BEGIN Entries provided

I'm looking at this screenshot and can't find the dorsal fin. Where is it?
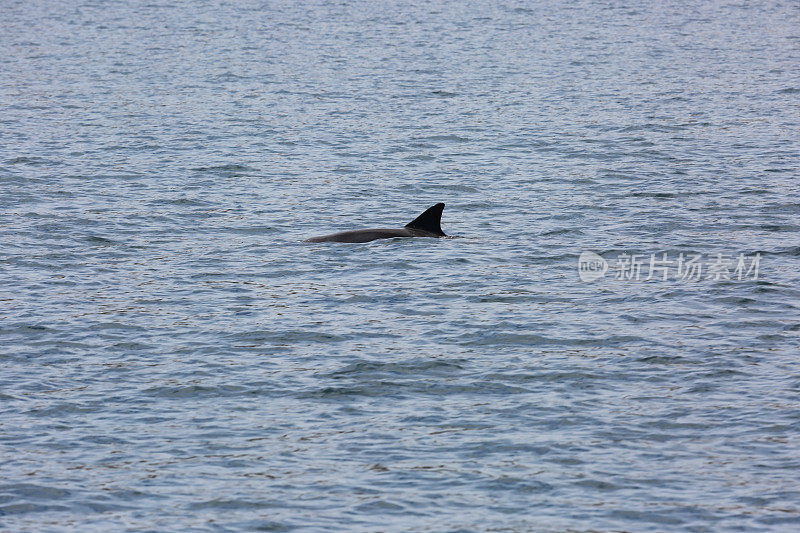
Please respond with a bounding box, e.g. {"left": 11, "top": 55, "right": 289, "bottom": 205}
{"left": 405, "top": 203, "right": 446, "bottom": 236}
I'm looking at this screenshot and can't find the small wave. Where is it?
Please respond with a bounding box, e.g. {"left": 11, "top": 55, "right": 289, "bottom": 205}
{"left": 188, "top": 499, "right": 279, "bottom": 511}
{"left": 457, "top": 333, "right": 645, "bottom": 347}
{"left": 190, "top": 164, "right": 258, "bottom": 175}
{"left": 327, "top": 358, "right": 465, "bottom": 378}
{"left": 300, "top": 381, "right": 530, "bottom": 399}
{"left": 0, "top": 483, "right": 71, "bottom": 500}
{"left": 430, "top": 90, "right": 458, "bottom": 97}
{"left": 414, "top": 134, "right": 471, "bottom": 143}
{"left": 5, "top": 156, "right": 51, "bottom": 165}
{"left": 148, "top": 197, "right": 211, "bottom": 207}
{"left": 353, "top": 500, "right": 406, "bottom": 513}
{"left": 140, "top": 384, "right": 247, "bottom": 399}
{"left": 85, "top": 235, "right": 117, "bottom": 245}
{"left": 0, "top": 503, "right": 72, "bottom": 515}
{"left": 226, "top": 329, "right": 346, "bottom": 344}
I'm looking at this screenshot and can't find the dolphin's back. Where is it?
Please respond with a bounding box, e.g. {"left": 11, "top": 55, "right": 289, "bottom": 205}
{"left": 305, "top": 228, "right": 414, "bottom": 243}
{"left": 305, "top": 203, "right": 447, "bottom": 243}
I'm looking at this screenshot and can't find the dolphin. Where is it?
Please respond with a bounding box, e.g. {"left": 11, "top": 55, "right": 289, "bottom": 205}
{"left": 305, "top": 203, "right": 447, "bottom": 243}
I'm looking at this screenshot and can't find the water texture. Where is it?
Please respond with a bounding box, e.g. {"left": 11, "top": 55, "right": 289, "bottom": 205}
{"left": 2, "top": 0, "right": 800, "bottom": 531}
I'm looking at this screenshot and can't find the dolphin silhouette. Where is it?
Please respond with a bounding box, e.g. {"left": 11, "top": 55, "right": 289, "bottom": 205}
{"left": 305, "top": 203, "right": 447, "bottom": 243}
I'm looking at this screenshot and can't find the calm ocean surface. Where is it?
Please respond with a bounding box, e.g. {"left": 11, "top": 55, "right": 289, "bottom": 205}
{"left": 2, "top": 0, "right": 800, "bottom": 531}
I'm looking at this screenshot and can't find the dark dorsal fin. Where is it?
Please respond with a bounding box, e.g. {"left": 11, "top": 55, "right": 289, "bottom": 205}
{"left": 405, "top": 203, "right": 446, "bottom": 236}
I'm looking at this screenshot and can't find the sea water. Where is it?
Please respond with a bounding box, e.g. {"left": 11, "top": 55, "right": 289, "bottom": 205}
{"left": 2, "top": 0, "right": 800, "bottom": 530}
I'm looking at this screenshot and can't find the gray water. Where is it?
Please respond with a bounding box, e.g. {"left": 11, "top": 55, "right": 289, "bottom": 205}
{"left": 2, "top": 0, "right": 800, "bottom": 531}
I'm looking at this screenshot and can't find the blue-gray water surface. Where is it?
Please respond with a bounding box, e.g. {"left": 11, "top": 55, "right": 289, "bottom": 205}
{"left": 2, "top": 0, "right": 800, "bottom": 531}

END Entries provided

## Directions for this task
From the first line of the records down through the line containing "I'm looking at this screenshot and can't find the small", transcribe exactly those lines and no others, both ends kept, pictures dropped.

## Solution below
I'm looking at this screenshot and can't find the dorsal fin. Where is it?
Please respond with a bounding box, e.g. {"left": 11, "top": 55, "right": 289, "bottom": 205}
{"left": 405, "top": 203, "right": 446, "bottom": 236}
I'm looking at this screenshot and can't find the small wave. Where is it?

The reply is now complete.